BEGIN
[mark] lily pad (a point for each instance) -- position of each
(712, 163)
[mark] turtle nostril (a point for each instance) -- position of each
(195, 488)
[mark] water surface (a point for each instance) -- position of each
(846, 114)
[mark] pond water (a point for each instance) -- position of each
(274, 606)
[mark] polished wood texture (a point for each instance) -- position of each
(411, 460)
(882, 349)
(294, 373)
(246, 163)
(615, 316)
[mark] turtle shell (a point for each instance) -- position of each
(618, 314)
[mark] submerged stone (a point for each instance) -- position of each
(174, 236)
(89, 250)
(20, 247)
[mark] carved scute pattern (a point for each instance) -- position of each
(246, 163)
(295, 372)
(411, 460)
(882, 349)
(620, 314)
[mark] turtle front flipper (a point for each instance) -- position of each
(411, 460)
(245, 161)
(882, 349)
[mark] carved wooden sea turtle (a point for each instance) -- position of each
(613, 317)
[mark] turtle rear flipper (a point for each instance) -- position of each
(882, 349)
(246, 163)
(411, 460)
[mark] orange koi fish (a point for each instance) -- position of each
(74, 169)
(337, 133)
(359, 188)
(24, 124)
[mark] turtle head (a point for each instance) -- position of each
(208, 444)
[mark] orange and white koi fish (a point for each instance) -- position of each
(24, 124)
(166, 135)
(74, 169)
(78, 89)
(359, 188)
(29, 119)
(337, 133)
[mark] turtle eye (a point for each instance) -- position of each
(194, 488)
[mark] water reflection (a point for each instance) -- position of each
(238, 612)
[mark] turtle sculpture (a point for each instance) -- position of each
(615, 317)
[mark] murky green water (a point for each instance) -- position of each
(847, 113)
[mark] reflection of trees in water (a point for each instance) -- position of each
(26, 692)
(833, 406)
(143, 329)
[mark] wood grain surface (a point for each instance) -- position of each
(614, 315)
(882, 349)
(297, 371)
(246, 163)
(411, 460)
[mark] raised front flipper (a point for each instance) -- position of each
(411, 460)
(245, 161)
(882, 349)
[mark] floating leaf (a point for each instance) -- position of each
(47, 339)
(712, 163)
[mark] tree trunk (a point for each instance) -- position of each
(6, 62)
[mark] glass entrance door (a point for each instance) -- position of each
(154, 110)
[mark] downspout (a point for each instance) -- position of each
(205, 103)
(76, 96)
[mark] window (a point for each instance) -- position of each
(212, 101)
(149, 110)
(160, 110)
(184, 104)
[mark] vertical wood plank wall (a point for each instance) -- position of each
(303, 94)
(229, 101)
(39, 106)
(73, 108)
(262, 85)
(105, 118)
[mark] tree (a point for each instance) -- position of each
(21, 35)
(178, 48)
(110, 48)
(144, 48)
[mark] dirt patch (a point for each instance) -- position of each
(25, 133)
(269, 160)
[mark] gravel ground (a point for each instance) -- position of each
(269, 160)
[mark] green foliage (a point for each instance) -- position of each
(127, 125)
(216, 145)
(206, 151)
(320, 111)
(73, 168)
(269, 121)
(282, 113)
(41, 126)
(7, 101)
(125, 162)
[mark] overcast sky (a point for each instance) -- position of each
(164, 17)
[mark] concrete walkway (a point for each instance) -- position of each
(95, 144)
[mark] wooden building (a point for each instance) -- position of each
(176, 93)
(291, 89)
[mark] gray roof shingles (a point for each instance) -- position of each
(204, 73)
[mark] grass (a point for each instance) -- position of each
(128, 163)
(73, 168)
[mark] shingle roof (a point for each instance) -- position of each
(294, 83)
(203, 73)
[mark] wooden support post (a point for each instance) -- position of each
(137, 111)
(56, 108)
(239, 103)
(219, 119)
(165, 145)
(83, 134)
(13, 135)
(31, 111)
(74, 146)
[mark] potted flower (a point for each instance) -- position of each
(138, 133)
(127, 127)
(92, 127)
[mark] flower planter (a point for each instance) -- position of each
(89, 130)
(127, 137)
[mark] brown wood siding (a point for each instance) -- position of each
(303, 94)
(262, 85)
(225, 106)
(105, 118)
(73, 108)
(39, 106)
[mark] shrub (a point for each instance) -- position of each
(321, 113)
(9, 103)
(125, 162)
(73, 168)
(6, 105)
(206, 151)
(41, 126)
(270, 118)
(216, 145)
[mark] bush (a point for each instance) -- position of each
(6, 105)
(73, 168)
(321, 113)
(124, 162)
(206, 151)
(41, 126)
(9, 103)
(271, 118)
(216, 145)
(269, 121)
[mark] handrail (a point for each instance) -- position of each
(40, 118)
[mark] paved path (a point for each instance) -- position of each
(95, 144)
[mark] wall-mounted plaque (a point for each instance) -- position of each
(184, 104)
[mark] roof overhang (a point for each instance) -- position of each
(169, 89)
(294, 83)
END
**YOUR GOAL:** The records above should be restated exactly, line for line.

**RESPONSE AREA:**
[mark] lily pad (a point for each instance) -- position of each
(712, 163)
[mark] turtle nostril (a point for each instance) -- position of each
(195, 488)
[mark] water surface (a point for each instance) -- position of each
(846, 114)
[mark] pond water (a point for each instance) -- position of each
(274, 606)
[mark] polished wood texture (a point for each instance) -- position of each
(411, 460)
(882, 349)
(294, 373)
(246, 163)
(615, 316)
[mark] turtle shell (a point for each instance) -- position of each
(618, 314)
[mark] submerged stone (a point for each instance) -- position of each
(174, 236)
(89, 250)
(20, 247)
[mark] carved scute pattern (a point for each instance) -- position of each
(246, 163)
(295, 372)
(411, 460)
(882, 349)
(620, 314)
[mark] turtle front flipper (a point for each instance) -- position of each
(411, 460)
(245, 161)
(882, 349)
[mark] carved wooden sea turtle (a point for each instance) -- position of each
(613, 317)
[mark] turtle rear flipper (a point for each instance) -- position of each
(882, 349)
(246, 163)
(411, 460)
[mark] orange koi fish (a point for each instance) -- position of each
(74, 169)
(337, 133)
(359, 188)
(24, 124)
[mark] turtle head (a point for each instance) -- position of each
(208, 444)
[mark] orange and white koi fish (a point for each instance) -- position of each
(24, 124)
(166, 135)
(74, 169)
(78, 89)
(359, 188)
(29, 119)
(337, 133)
[mark] turtle eye (a point for each instance) -- position of each
(194, 488)
[mark] water reflection (a point for each instance) -- position of each
(238, 612)
[mark] turtle sculpture (a point for each instance) -- position of each
(615, 317)
[mark] murky green water (a point for each instance) -- position of each
(847, 113)
[mark] reflection of trees in water (a point for each instance) -- position of each
(26, 692)
(833, 406)
(143, 329)
[mark] wood grain surface (a point for each instance) -- position of each
(614, 315)
(882, 349)
(297, 371)
(246, 163)
(411, 460)
[mark] raised front flipper (a point for each instance) -- position of each
(411, 460)
(245, 161)
(882, 349)
[mark] floating leaf (a point for each instance) -- position of each
(47, 339)
(712, 163)
[mark] tree trunk (a point for each instance) -- position of each
(6, 62)
[mark] glass entrance door (a point for each instance) -- position of each
(154, 110)
[mark] downspout (a point for each instance) -- position of each
(205, 103)
(76, 96)
[mark] window (a point for each instance) -- position of each
(212, 101)
(149, 110)
(160, 110)
(184, 104)
[mark] vertical wood plank wall (a point for each instance) -- position of each
(303, 94)
(229, 101)
(39, 106)
(73, 108)
(262, 85)
(105, 118)
[mark] tree (a point for each instance) -- position of each
(21, 35)
(178, 48)
(110, 48)
(144, 48)
[mark] dirt patch (a point for each instance) -- position of each
(25, 133)
(269, 160)
[mark] gravel ground (a point for each instance) -- position of each
(269, 160)
[mark] green foliage (a point for each instance) -- position of each
(127, 125)
(216, 145)
(206, 151)
(320, 111)
(73, 168)
(269, 121)
(282, 113)
(41, 126)
(7, 101)
(125, 162)
[mark] overcast sky (a point for each instance) -- position of each
(164, 17)
[mark] concrete walkway (a point for each instance) -- position of each
(95, 144)
[mark] wooden building (a point for each instance) -- position of each
(176, 93)
(291, 89)
[mark] gray roof shingles (a point for each instance) -- position of each
(204, 73)
[mark] grass (a point for each instance) -- position of each
(128, 163)
(73, 168)
[mark] shingle roof (a point for each instance) -- position of each
(294, 83)
(203, 73)
[mark] wooden support post (a point for each instance) -- position of each
(137, 111)
(56, 108)
(239, 103)
(219, 119)
(165, 145)
(83, 134)
(13, 135)
(31, 111)
(74, 146)
[mark] potted flower (a point for each instance) -- position of each
(138, 133)
(127, 127)
(92, 127)
[mark] flower planter (a point for each instance) -- position of each
(89, 130)
(127, 137)
[mark] brown wood siding (a point for each instance) -- position of each
(303, 94)
(262, 85)
(225, 106)
(105, 118)
(73, 108)
(39, 106)
[mark] shrub (a point for each instance) -- position of each
(321, 113)
(9, 103)
(125, 162)
(73, 168)
(6, 105)
(206, 151)
(41, 126)
(270, 118)
(216, 145)
[mark] bush (a point for each instance) -- position of each
(6, 105)
(73, 168)
(321, 113)
(124, 162)
(206, 151)
(41, 126)
(9, 103)
(271, 118)
(216, 145)
(269, 121)
[mark] handrail (a point for each instance) -- position of each
(40, 118)
[mark] paved path (a point for each instance) -- position of each
(95, 144)
[mark] wall-mounted plaque (a point for each instance) -- position of each
(184, 104)
[mark] roof overhang (a point for each instance) -- position of each
(169, 89)
(294, 83)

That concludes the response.